Saved entries
☆ ☆ ☆ ☆ ☆

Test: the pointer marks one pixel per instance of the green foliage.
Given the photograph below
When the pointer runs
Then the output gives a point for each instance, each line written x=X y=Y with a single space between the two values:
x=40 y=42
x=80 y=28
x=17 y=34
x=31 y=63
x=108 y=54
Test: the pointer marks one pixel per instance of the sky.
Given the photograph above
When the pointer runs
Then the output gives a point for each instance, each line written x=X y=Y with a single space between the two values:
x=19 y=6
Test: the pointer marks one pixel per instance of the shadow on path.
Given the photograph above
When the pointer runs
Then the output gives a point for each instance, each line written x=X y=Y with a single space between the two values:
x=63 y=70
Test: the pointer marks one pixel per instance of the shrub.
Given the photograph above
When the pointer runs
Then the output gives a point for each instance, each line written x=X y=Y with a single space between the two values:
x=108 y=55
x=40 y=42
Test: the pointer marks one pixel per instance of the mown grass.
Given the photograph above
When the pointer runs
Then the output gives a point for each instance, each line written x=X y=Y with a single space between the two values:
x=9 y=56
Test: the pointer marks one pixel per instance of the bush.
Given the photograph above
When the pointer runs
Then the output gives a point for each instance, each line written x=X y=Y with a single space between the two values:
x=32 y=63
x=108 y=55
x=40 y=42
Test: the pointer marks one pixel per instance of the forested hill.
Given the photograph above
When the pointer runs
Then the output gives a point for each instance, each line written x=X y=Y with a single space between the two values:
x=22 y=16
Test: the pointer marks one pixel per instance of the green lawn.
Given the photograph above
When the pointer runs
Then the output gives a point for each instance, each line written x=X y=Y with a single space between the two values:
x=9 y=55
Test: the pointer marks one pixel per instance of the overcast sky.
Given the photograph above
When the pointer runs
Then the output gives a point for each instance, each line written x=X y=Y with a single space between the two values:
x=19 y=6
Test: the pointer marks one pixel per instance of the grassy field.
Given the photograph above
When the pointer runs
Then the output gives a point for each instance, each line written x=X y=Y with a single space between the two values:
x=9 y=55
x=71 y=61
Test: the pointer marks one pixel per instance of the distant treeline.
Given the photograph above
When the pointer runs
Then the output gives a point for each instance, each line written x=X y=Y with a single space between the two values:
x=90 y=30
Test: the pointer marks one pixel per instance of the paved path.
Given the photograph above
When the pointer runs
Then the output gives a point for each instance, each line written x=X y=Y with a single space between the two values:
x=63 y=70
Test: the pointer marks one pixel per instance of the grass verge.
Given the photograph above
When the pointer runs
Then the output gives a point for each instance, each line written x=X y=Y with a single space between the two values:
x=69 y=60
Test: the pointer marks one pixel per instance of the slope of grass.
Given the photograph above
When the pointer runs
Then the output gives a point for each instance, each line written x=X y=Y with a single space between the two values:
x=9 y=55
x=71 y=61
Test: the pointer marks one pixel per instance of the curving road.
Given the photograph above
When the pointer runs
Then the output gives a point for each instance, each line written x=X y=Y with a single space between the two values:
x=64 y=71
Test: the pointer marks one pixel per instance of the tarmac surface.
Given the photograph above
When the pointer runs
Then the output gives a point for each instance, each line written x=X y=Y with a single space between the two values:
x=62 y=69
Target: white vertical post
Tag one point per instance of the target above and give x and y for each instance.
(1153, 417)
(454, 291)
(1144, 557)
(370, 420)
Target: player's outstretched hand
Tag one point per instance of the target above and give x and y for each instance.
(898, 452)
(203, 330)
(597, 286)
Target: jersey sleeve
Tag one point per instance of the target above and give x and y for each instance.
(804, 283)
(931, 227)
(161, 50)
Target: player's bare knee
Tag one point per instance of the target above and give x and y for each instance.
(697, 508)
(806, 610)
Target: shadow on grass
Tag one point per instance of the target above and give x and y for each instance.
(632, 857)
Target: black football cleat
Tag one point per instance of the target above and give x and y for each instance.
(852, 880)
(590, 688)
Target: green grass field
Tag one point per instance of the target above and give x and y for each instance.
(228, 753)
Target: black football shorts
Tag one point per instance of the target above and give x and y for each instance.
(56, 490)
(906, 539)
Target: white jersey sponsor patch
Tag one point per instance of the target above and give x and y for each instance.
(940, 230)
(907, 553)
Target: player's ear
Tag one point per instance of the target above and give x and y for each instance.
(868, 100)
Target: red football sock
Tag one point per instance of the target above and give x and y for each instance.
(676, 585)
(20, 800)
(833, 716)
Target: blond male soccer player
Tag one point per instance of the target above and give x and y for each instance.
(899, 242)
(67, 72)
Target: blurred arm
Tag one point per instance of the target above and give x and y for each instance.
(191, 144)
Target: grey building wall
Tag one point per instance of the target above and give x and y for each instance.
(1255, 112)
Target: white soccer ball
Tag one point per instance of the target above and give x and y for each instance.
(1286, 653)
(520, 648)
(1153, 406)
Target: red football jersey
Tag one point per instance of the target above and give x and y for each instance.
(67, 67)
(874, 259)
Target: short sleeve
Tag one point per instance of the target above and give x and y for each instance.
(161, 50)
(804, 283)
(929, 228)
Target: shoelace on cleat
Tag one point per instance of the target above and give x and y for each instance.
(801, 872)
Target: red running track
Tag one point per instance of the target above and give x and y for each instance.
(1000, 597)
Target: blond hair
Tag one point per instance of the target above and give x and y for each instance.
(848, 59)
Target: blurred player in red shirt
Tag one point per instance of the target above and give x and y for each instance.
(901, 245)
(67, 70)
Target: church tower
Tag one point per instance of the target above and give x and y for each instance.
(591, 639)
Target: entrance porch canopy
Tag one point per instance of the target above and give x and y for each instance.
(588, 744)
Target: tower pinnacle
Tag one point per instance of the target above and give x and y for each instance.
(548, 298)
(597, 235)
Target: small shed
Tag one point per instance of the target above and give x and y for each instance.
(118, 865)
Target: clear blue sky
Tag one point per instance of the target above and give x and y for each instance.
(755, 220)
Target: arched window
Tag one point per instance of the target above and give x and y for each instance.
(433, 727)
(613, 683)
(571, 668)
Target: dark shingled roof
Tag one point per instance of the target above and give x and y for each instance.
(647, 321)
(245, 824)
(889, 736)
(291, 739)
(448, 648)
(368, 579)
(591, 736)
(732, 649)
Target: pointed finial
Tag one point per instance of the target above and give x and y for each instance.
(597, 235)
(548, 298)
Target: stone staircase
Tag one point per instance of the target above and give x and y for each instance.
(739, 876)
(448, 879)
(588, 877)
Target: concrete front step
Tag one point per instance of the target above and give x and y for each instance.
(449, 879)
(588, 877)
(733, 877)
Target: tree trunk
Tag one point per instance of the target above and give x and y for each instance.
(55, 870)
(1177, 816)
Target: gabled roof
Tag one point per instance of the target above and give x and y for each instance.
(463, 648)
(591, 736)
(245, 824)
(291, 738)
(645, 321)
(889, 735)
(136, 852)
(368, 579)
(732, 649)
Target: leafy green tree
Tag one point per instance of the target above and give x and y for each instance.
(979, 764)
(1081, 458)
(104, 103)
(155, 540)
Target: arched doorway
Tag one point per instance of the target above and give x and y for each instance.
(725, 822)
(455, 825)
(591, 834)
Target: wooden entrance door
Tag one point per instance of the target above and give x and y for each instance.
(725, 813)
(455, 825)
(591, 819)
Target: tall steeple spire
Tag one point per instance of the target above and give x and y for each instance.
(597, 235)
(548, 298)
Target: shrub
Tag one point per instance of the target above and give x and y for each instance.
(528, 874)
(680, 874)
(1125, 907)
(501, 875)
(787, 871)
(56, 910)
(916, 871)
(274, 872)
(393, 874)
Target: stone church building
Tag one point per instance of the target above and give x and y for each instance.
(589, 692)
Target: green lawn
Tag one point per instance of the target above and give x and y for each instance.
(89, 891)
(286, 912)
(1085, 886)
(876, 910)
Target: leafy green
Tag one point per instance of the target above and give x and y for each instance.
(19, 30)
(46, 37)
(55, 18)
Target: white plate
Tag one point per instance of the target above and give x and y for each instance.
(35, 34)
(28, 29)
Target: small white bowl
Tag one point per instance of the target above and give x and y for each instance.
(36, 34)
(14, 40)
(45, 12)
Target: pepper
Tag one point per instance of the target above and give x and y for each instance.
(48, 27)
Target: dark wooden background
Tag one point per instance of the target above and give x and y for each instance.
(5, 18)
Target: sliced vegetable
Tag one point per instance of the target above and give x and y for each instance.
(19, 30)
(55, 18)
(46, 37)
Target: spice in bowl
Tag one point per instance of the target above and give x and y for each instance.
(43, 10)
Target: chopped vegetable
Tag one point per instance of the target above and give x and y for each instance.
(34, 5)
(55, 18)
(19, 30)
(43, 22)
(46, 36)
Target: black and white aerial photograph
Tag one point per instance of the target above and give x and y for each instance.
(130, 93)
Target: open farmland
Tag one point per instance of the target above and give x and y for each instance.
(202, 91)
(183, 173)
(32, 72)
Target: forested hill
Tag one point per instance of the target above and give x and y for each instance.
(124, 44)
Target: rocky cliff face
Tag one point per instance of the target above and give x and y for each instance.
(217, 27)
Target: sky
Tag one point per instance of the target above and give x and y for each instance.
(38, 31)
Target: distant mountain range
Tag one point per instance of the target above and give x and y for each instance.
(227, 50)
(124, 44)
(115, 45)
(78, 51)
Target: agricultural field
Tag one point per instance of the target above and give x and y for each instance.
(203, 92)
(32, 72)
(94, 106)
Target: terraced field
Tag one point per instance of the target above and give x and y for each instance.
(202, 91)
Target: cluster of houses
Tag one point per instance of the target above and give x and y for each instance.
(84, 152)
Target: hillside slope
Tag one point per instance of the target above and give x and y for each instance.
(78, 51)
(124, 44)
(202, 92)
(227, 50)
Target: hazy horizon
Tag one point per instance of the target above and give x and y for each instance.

☆ ☆ ☆ ☆ ☆

# Exercise requirements:
Read the entries and pick out all lines that include the word "small".

# Answer below:
Target: small shed
Target: small white bowl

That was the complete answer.